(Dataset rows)
(begin)
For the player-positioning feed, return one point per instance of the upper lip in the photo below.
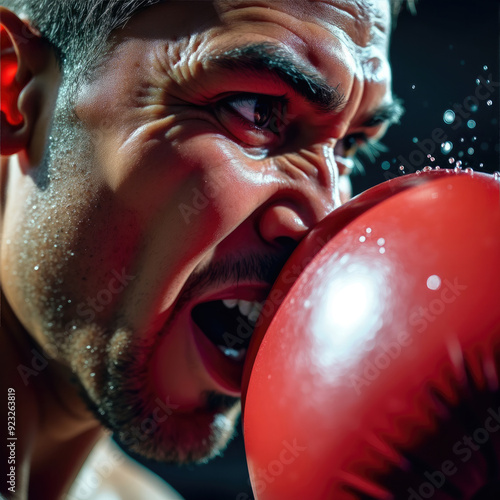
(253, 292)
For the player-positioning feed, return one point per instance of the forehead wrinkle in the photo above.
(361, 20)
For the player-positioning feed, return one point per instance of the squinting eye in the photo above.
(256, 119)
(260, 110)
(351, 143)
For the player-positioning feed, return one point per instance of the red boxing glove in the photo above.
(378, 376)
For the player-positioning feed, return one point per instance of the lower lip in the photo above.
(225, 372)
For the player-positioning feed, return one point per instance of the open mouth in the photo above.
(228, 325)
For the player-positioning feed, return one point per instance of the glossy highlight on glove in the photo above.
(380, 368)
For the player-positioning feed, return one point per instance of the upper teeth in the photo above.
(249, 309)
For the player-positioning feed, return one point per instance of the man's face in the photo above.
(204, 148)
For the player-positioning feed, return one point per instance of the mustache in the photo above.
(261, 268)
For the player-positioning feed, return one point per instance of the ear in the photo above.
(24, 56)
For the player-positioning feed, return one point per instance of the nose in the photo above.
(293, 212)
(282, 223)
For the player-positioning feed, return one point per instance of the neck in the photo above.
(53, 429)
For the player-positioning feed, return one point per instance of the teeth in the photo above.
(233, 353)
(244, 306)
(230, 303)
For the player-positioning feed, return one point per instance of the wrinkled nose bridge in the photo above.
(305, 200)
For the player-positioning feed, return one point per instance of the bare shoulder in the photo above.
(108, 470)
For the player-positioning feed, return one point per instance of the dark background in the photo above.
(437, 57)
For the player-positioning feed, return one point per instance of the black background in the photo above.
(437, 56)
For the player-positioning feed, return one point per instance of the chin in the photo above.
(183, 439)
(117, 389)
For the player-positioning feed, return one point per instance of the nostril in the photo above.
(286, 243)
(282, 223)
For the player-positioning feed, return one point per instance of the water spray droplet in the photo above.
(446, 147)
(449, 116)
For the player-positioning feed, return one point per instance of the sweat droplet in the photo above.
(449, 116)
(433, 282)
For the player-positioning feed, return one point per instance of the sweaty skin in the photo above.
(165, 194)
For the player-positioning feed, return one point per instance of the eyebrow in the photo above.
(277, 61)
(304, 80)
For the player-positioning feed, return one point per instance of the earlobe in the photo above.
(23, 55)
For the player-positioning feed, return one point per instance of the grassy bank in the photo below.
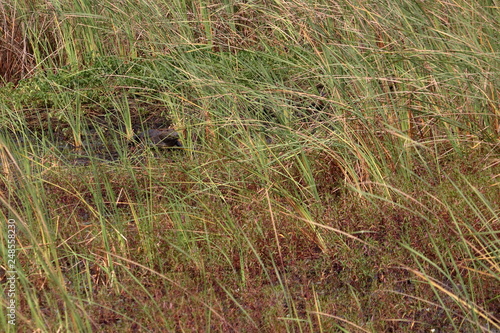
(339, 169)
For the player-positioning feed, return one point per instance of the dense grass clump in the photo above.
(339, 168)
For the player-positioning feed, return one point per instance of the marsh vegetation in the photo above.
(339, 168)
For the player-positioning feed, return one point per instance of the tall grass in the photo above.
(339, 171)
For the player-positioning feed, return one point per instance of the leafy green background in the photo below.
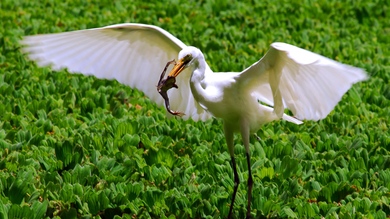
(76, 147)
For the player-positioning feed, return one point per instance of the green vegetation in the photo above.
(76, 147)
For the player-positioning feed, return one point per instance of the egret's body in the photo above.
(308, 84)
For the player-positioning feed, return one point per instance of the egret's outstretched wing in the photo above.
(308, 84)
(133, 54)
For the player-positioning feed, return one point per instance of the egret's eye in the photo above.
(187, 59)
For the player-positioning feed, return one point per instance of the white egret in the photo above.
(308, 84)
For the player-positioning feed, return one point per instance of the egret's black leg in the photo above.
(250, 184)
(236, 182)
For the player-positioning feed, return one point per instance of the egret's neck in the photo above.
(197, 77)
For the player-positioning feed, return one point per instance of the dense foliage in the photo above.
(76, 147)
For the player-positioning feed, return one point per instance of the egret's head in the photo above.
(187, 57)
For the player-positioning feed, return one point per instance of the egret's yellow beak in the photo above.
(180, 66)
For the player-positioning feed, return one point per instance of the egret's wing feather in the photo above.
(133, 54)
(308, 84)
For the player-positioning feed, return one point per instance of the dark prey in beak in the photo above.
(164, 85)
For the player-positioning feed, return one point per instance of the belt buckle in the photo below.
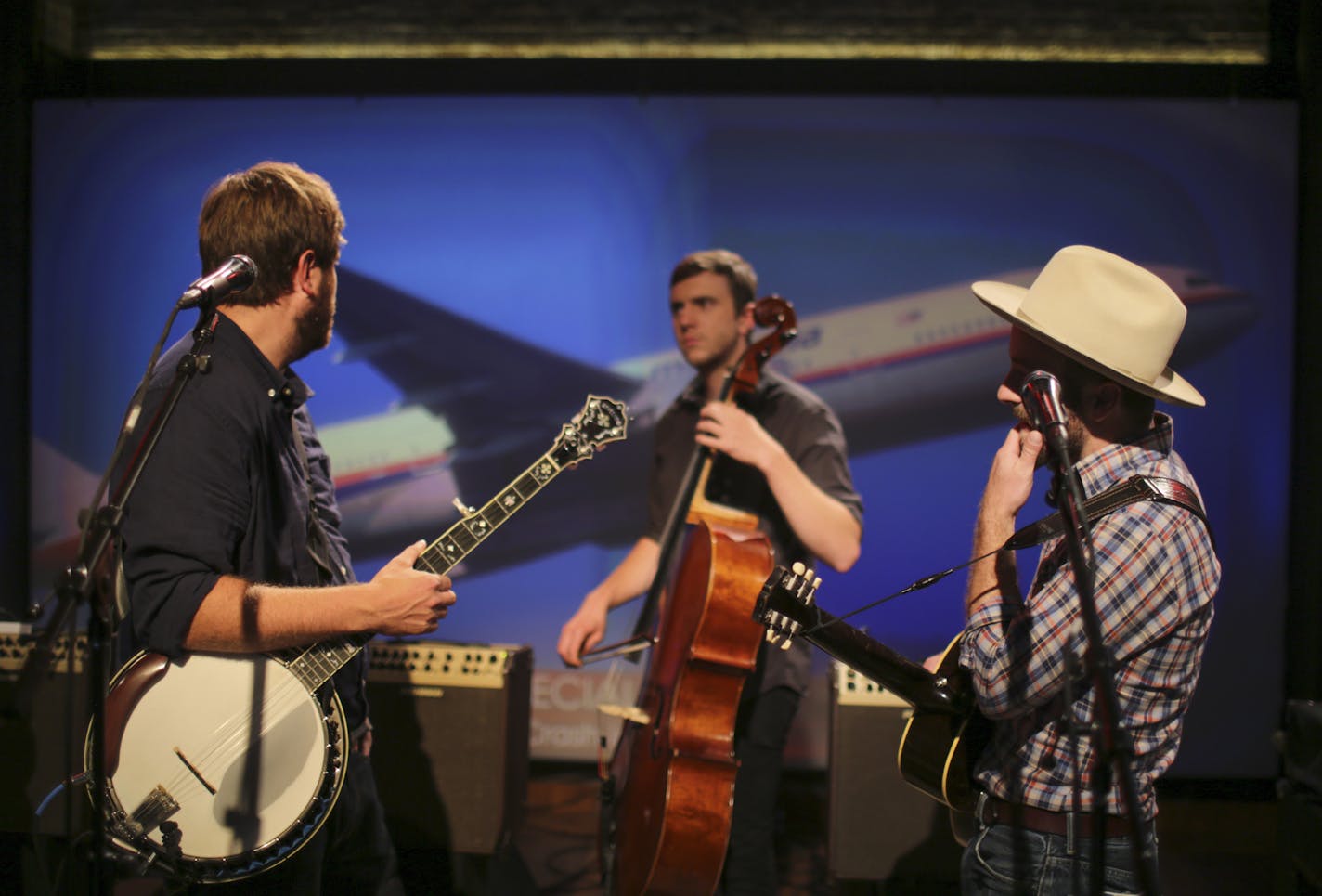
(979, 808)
(end)
[WHAT IS BEING ASKED]:
Copy all of the data above word for word, leaving the pictures out of your copy.

[RESPONSE FOR THIS EXERCISE]:
For the player-positioning feed, return one point per instance of the upper lip in the photo below.
(253, 292)
For the player-positioning feed, return one point per instance of the forehead wrinkle in the photo above.
(361, 20)
For the player-positioning feed, return one point per instance of the squinting eye in the photo above.
(256, 119)
(260, 110)
(351, 143)
For the player-positioning feed, return one point per instance of the red boxing glove in the photo above.
(378, 376)
For the player-positioning feed, return one point per instance of the lower lip in the photo above.
(225, 372)
For the player-positioning feed, return one point per instance of the open mouth in the photo above.
(228, 325)
For the player-positioning feed, return one point per instance of the glossy highlight on glove in the photo above.
(380, 368)
For the player-positioning feed, return one point per instance of the upper teeth in the photo above.
(249, 309)
For the player-positioning feed, return one point per instance of the man's face in the photo above.
(204, 148)
For the player-positioning feed, return one point per instance of the mustache in the photo above.
(261, 268)
For the player-positioning feed, return one point per instance of the ear in the photo above.
(24, 56)
For the player-positioning feed, return one point per instance of the nose in the photo above.
(293, 212)
(282, 223)
For the player-positioning feed, return one point per instance of the neck in the photo above.
(53, 429)
For the player-positioning feed, return one point per instance of the teeth in the photo above.
(233, 353)
(244, 306)
(230, 303)
For the player-positioning feed, return one point per instance of the wrinkled nose bridge in the photo above.
(305, 200)
For the player-positioning feed, return one point per instance of the bare shoulder in the photo above.
(108, 470)
For the player-positioning feed, return one point per instance of the dark background in the photo above.
(437, 57)
For the player-positioning feed, return one point per instance of the black background in the photo above.
(437, 56)
For the player-positioning feed, return one point per instance of the chin in the photo above.
(183, 439)
(117, 389)
For the player-positioning feed, return one point per instance of the nostril in the photo above.
(286, 243)
(282, 223)
For the player-positioning feed, return one point per instance of the water spray droplet in the photo above.
(446, 147)
(449, 116)
For the player-positioning feed, return one point per instance of the sweat droplet in the photo above.
(449, 116)
(433, 282)
For the player-positioning feed, return one point per instance of the sweaty skin in the photo above.
(165, 194)
For the player-positioning feed, return one point per instance of the eyebrow in the photo above.
(277, 61)
(304, 80)
For the player-positioning feed, return one point per instance of the earlobe in the photo above.
(23, 55)
For the player-positioning feed, return one point per instance of the grassy bank in the photo below.
(339, 169)
For the player-positioning feed, return one point per instance of the dense grass clump in the photo above.
(339, 168)
For the player-positioning feed, return one point per instance of the marsh vegetation in the photo above.
(339, 168)
For the player-positioning feed, return one point per instance of the tall grass in the photo above.
(339, 171)
For the player-positioning feed, return one point per instance of the leafy green background in the photo below.
(76, 147)
For the player-positioning feed, return one point per instance of the green vegetation in the photo above.
(76, 147)
For the player-positioning feed, return one point per instance of the egret's body in the photo above.
(308, 84)
For the player-positioning feed, return one point per instance of the egret's outstretched wing in the photo above.
(308, 84)
(133, 54)
For the player-positioning feed, return one point per instance of the egret's eye in the photo above.
(187, 59)
For the player-positioning feed, return one point per instance of the white egret in the photo above.
(308, 84)
For the player-positioning feed, return one point per instance of the egret's black leg in the photo above.
(250, 184)
(236, 182)
For the player-positioning feed, return one point per instance of the egret's neck in the photo above.
(197, 77)
For the player-positioning feed, return one point per instance of the dense foliage in the photo above.
(76, 147)
For the player-positioning feed, return one point per instance of the egret's head in the photo above.
(187, 57)
For the player-positioning feed, return one point per instance of the egret's yellow beak in the photo above.
(180, 66)
For the player-positioning feed, return one point per instance of the egret's wing feather in the photo above.
(133, 54)
(308, 84)
For the player-positioning feed, return one point per instance of the dark prey in beak in the photo above.
(164, 85)
For the player-positioning feed, return one point per instance of the belt buckle in the photo below.
(979, 808)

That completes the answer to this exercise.